• TASKS FOR THIS EXERCISE
(A) Reproduce the passage of the Foo Fighters article starting with "He laughs again, notes" and going on through "bounce off him.".
(B) According to the Foo Fighters article, how many takes did the band record of each song?
(C) Translate this sentence from the Foo Fighters article into Spanish: "It's fast work, two takes only on each of five songs, much smoking under the large No Smoking signs and mutual humour between takes."

Graham Reid | | 8 min read
Through the swing doors, down the
stairs, then hard right. Follow the corridor, then left, right and
left again, then . . . umm. You’re in a scene from This Is Spinal
Tap.
Where, in this maze of corridors under
the BBC Studios in Maida Vale, London, is Studio Four where the Foo
Fighters are recording?
But another labyrinthine 100 metres and
there it is, red light on as the band of former Nirvana
drummer-turned-guitarist/singer Dave Grohl, guitarist Pat Smear,
bassist Nate Mendel and drummer William Goldsmith record tracks for a
BBC radio series.
This was something of special moment,
Grohl tells me later, because it was the first time the Foo Fighters
had recorded together. The band's self-titled debut album had just
been his own over-dubbed recordings and released under that name so
it could slip out without any attendant post-Nirvana comparisons. As
if . . .
It's fast work, two takes only on each
of five songs, much smoking under the large No Smoking signs and
mutual humour between takes.
They power through a tidy one-minute
thrash piece, Gaschamber (“a cover of an Angry Samoans track,”
says Grohl, “one of my favourite punk bands.”). Then Grohl
launches into a How I Miss You, notable for the cracked emotion of
his vocals in fragile verses and torrential emotional outpouring in
the chorus.
“How I miss you” from the man who
was that close to Kurt Cobain and recently said he thinks about Kurt
every day? This from a man who survived the bedlam that was Nirvana?
The room becomes airless.
'“Oh, that's a really old song,” he
laughs later. “I wrote it in '92 when my wife Jennifer was still in
college in Detroit and Nirvana wasn't doing anything. It was before
we were engaged, so I wanted to,write a song with the sole purpose of
making this girl fall head over heels in love with me. And it
worked!”
He laughs again, notes it was a B-side
to the Foos’ I'll Stick Around single - but there is the Grohl
Conundrum. So much emotional investment in Nirvana was bound to
bounce off him.
His lyrics were destined to be
scrutinised for clues, he’s lived with the line “I don’t owe
you anything” being thrown back at him in his rare interviews, but
now, after having the band on the road playing their snappy pop for
seven months, they’ve bedded in and created their own niche.
“Nirvana brought certain emotions and
feelings out of people that Foo Fighters wouldn't conjure.
People look at us and say, ‘They play
pop music and look like they’re having fun.’
“I seriously doubt someone would come
up and say, ‘You know what, you guys changed my life.'. “
He hoots at the thought but then
readdresses the questions which follow him.

• ITEMS
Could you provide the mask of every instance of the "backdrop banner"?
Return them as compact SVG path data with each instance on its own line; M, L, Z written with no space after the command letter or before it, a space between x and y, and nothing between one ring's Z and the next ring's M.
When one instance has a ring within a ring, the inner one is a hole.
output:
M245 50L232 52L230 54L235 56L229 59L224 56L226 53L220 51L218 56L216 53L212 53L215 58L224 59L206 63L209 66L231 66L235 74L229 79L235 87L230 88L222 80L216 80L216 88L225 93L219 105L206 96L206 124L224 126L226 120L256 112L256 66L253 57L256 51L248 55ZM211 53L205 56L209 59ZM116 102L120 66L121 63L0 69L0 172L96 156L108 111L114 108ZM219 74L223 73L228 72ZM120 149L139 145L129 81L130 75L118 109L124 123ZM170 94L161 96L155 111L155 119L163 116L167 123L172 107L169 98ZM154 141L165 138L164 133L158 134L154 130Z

• RESPONSES BY TASK
(A)
He laughs again, notes it was a B-side
to the Foos’ I'll Stick Around single - but there is the Grohl
Conundrum. So much emotional investment in Nirvana was bound to
bounce off him.

(B) Two takes of each of the five songs.

(C) Es un trabajo rápido: solo dos tomas de cada una de las cinco canciones, mucho fumar bajo los grandes carteles de Prohibido fumar y humor compartido entre tomas.